• [ASSIGNMENT]
Print, exactly and completely, every entry in the data.

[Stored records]
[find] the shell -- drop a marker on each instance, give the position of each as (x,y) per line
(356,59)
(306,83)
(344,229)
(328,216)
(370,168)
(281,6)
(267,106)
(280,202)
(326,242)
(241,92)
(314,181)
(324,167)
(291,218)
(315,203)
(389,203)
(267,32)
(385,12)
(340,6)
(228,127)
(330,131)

• [RESULT OF THE TASK]
[find] the shell -- drop a marker on each instance, give the position of each as (x,y) per line
(356,59)
(306,83)
(344,229)
(328,216)
(370,168)
(281,6)
(267,106)
(280,202)
(326,242)
(241,92)
(314,181)
(324,167)
(291,218)
(315,203)
(389,203)
(267,32)
(385,12)
(340,6)
(228,127)
(330,131)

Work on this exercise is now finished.